EXTRACT —

---------------

Lagos is hot, the detty December events are calling, and your lace frontal is laid, honey. Everything should be as perfect as it gets in this city. However, there’s a devil in disguise, and it could be riding your delivery bike.
Forget unknown and the everyday armed robbers; the latest, most outrageous threat to your dignity and bank account is the Wig Snatcher. They are fast, they are ruthless, and apparently, they’re targeting Lagos baddies from V.I. to Berger.
Since the government is doing nothing, here is your definitive, slightly chaotic, survival guide to keeping your expensive crown where it belongs.
1. The Super Glue-Down Method

You glued the front, you glued the sides, but you forgot the back. That’s amateur hour. Since your entire head is now a target, you need to use a glue that was not meant for human skin.
Forget your lace adhesive. We are talking industrial strength. Think about using an adhesive for laminate flooring or, better yet, a small amount of wood glue. That wig is now a permanent architectural feature of your head.
Even if it’s a frontal, glue the front, the back, and the part in the middle that you didn’t think mattered. If a snatcher tries to grab it, you want them to take a piece of your scalp and regret their life choices.

---------------

WRITTEN INSTRUCTION 1 —
Answer these questions about the wig snatcher article:
(a) Between which two parts of Lagos are the Wig Snatchers said to be targeting people?
(b) Which two adhesives does the Super Glue-Down Method suggest?
(c) Which part of the wig does the text say was forgotten during gluing?

(Dataset records)
---------------

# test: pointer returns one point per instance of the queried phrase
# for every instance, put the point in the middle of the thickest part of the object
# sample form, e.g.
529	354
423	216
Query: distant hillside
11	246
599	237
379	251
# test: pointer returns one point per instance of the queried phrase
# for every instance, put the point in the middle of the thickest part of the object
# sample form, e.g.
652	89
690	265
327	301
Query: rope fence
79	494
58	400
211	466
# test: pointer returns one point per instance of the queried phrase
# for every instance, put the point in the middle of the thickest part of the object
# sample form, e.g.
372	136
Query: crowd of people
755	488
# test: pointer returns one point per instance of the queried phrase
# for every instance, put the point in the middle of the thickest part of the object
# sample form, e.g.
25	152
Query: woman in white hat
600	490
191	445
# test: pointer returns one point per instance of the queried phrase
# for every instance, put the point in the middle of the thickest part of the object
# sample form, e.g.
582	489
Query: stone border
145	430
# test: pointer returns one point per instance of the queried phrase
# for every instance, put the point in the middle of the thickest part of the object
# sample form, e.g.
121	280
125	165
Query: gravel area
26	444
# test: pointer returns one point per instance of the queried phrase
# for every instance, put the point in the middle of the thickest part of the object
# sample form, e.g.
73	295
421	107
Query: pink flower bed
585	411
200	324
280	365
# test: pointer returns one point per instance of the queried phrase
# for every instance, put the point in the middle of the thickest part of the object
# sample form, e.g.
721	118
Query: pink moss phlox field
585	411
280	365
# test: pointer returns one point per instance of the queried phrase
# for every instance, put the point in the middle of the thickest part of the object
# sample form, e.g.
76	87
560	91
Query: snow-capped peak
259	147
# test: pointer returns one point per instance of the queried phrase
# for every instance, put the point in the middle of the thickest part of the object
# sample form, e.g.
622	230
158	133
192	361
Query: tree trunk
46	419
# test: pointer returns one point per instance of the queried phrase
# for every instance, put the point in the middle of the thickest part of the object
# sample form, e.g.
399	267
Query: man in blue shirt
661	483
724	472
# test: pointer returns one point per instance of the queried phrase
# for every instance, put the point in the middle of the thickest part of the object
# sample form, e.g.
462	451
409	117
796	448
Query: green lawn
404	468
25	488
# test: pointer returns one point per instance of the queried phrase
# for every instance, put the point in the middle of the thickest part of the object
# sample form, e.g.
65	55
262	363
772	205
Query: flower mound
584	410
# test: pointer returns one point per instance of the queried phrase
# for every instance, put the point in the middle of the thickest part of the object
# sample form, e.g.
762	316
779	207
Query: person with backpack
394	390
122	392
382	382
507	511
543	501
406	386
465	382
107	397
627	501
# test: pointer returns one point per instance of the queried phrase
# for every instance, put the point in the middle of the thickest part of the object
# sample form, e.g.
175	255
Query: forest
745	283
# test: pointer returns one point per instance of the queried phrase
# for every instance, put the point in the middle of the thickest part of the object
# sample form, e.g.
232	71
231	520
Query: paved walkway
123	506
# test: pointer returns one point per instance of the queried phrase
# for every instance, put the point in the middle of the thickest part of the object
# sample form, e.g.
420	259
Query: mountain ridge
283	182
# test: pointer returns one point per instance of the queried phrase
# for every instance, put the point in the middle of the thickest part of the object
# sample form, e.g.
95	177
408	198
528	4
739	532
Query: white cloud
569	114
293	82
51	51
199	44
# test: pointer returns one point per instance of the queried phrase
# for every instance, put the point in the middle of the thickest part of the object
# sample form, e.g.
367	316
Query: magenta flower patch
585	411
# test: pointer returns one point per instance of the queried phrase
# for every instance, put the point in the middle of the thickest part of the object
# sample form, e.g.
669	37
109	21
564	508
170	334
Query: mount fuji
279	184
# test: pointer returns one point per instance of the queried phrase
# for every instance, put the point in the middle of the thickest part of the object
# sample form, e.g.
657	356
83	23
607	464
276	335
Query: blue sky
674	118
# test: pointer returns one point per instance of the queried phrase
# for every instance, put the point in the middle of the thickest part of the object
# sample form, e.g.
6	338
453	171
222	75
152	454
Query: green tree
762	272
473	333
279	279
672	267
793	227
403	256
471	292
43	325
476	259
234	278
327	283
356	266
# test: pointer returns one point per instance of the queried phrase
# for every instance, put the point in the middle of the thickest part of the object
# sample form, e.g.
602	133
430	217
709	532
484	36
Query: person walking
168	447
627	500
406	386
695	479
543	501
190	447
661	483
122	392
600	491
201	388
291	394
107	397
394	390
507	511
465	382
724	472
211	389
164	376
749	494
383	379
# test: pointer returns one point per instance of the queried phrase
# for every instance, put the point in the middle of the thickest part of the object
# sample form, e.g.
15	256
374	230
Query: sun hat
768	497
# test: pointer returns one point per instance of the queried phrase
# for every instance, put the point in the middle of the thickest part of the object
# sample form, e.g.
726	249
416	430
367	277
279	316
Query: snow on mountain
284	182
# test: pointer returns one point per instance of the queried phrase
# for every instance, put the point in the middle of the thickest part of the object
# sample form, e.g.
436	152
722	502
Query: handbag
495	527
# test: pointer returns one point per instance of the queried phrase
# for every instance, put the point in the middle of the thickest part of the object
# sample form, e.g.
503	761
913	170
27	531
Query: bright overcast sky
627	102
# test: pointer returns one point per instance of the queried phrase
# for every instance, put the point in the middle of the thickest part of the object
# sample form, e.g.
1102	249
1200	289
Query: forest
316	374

---------------

WRITTEN INSTRUCTION 2 — Report every line of the records containing the word "white".

ANSWER 1 —
(a) From V.I. to Berger.
(b) An adhesive for laminate flooring and a small amount of wood glue.
(c) The back.

ANSWER 2 —
Query: woman in white hat
Query: white cloud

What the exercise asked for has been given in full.